GIVEN DATA:
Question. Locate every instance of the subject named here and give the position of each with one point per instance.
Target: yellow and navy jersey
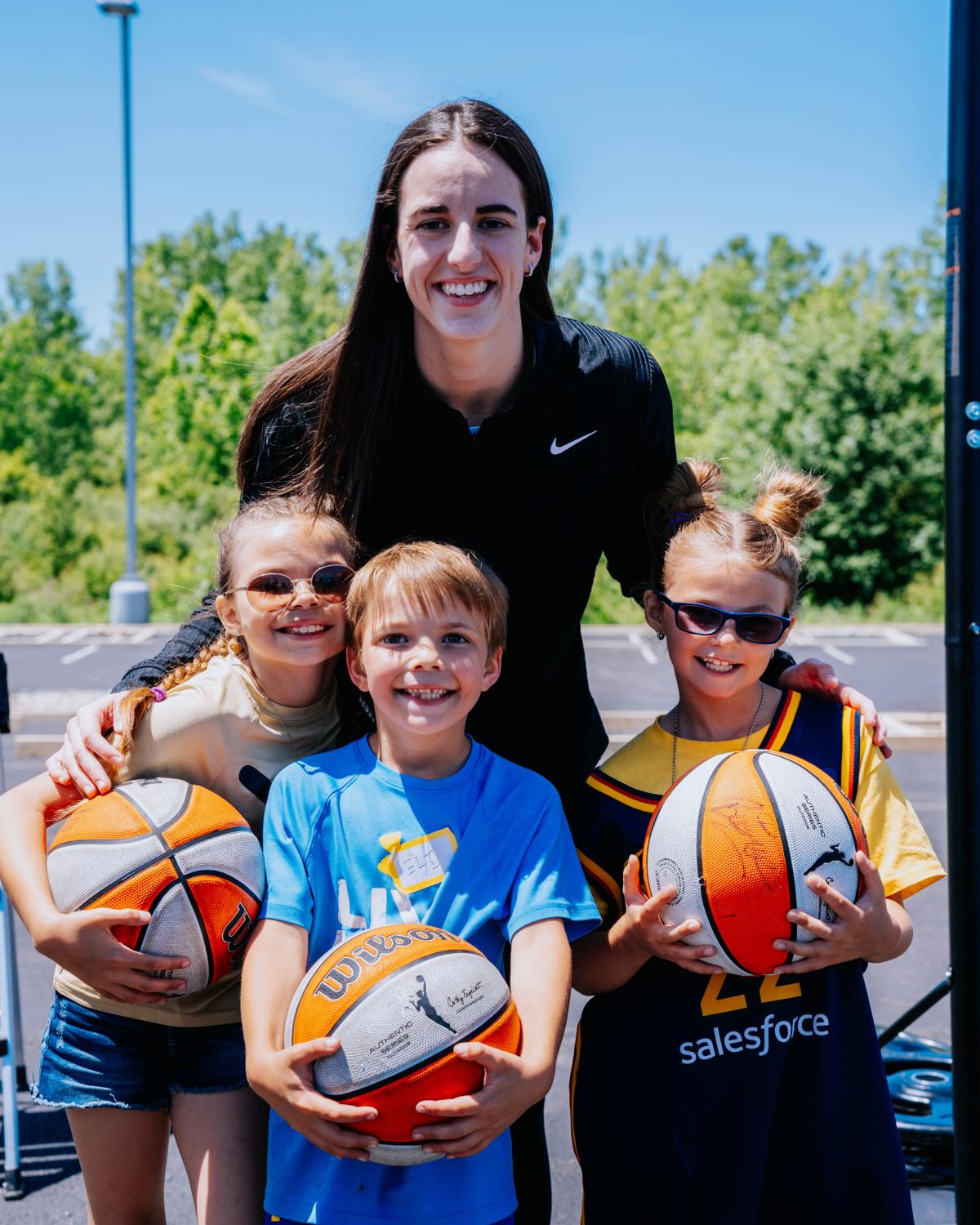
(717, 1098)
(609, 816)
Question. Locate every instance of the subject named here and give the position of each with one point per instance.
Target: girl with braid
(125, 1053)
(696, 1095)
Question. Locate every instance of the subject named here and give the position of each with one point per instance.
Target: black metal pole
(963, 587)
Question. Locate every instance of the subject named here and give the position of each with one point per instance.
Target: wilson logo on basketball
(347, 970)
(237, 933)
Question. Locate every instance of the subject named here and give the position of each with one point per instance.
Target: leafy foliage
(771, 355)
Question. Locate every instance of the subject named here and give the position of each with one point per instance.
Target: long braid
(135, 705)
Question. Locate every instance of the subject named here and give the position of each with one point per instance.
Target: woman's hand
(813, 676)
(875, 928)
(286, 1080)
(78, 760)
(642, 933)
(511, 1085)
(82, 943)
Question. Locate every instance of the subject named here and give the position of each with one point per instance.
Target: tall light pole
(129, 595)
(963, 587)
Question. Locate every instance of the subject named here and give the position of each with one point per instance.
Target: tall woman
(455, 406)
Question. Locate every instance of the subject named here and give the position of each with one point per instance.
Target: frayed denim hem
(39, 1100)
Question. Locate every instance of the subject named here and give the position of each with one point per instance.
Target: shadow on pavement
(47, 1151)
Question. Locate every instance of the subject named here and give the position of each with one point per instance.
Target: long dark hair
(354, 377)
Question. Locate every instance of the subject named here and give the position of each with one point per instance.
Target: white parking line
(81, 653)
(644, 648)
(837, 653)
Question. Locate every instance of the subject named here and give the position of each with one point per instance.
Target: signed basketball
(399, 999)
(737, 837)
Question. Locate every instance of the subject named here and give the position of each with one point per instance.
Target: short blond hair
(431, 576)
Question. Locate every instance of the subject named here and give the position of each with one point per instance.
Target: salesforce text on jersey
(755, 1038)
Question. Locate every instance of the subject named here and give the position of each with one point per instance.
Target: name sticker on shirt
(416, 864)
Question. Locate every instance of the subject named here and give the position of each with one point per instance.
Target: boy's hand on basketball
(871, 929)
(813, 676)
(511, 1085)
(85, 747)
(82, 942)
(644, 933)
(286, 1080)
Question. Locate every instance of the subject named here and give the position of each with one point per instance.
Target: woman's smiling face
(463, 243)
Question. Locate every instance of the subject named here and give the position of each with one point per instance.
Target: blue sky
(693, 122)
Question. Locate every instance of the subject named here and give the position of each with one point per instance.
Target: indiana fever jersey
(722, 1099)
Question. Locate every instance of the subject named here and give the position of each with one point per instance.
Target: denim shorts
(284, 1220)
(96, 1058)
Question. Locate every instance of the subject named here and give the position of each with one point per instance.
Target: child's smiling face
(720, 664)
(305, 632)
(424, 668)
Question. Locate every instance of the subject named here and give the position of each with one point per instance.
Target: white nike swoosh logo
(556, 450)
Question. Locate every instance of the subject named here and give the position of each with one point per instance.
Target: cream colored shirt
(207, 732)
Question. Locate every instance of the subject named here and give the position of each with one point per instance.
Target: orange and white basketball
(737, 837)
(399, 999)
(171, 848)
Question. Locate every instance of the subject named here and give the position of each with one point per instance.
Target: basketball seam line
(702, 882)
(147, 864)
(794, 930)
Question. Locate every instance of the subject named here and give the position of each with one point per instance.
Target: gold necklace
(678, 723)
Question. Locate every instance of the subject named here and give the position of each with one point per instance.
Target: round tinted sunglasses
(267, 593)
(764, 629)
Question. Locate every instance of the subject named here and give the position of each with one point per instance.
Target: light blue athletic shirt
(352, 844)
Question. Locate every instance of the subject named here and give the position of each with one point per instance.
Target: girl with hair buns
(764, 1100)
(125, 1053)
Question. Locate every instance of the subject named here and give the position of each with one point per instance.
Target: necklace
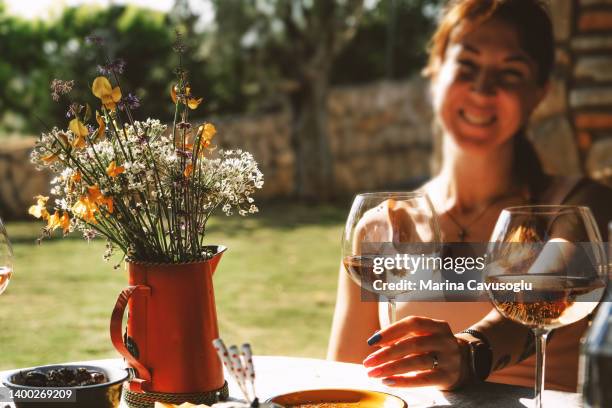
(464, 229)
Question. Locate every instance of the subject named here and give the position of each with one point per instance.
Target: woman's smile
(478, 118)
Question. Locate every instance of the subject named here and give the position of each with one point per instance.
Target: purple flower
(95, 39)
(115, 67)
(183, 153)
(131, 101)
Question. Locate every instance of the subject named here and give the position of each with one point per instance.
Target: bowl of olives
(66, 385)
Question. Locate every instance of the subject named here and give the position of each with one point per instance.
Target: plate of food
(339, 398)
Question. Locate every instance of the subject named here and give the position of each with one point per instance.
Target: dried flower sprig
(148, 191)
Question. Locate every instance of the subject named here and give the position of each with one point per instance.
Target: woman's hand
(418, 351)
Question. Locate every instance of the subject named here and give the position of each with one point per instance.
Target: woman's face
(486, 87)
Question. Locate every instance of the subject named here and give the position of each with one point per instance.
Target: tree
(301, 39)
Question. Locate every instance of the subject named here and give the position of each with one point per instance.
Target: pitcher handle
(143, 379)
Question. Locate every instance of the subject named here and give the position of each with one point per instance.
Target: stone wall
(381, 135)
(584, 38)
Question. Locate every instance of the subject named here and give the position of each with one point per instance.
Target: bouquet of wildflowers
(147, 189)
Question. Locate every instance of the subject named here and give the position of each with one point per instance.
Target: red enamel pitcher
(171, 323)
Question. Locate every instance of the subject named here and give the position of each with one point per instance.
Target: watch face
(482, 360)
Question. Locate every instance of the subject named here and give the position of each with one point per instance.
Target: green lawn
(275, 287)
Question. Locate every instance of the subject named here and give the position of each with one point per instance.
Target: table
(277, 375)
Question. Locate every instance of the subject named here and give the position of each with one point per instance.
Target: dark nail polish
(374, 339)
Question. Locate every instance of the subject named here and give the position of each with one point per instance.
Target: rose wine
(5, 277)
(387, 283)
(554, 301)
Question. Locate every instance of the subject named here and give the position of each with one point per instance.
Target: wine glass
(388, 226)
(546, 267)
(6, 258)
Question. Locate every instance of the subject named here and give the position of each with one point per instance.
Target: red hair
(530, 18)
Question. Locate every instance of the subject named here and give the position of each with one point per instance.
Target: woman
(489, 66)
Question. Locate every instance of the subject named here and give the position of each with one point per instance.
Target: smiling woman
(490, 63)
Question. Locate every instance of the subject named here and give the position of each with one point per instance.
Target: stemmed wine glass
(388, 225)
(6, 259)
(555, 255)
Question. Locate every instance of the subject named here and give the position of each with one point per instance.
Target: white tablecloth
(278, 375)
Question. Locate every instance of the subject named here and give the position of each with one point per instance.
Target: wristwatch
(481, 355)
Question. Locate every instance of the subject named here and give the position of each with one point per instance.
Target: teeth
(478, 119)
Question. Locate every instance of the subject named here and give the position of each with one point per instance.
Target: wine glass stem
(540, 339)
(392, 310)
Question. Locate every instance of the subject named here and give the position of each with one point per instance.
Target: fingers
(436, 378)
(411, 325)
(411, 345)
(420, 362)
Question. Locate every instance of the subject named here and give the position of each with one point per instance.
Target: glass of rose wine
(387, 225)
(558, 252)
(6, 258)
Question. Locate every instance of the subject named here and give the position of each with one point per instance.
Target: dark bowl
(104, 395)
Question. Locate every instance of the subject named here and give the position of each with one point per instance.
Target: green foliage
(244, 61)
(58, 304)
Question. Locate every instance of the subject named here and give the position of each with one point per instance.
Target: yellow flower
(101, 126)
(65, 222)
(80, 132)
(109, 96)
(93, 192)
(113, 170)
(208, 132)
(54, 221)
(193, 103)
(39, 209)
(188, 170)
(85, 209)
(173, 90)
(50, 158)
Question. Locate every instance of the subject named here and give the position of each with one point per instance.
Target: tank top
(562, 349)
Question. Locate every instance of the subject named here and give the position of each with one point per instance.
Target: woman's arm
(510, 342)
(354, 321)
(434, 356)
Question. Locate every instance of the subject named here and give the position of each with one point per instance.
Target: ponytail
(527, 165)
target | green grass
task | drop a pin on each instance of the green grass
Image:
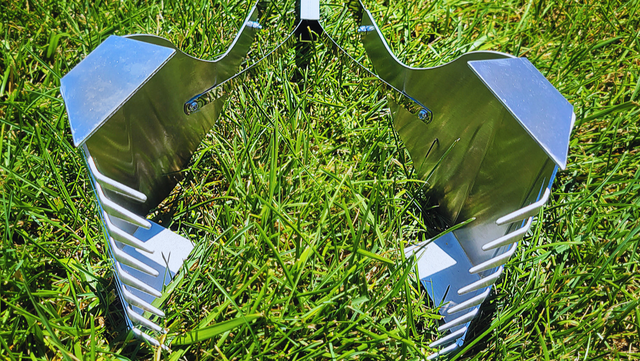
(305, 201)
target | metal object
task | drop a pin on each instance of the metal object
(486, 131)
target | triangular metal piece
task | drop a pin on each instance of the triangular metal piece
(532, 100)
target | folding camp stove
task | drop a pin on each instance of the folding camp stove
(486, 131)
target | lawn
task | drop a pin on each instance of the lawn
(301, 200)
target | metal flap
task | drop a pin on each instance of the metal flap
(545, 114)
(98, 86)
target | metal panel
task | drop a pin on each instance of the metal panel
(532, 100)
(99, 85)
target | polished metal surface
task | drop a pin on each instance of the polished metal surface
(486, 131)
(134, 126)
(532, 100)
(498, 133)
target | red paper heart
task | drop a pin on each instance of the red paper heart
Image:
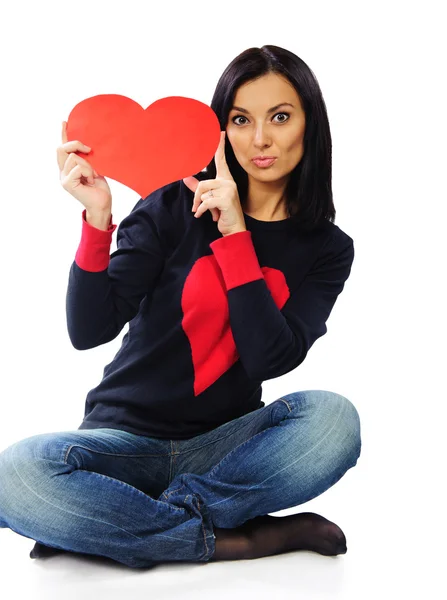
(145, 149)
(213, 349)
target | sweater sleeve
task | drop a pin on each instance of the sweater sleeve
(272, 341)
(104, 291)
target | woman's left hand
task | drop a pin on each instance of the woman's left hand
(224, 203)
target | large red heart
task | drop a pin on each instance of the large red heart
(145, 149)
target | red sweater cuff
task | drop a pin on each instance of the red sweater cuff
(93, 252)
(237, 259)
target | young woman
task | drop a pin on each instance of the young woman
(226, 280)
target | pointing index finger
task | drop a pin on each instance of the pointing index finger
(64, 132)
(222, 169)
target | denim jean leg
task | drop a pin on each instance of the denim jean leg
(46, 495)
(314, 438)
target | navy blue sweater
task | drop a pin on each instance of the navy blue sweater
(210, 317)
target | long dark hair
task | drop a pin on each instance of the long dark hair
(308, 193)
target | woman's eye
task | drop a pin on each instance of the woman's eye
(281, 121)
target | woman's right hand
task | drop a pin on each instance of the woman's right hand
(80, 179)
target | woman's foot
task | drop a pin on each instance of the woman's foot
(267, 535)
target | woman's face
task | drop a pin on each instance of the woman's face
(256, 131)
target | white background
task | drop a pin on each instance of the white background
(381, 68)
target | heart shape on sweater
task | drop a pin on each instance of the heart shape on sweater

GOAL OF THE EXERCISE:
Using the data above, transcribe exactly the lines between those containing "task | drop a pin on each instance of the green" and "target | folding camp stove", inclusive, and leave every picture behind.

WRITTEN ANSWER:
task | drop a pin on each instance of the green grass
Image:
(305, 201)
target | metal object
task | drop a pin on each instance of the metal object
(486, 131)
target | triangular metal piece
task | drop a pin on each instance of the triangular metal piece
(532, 100)
target | folding camp stove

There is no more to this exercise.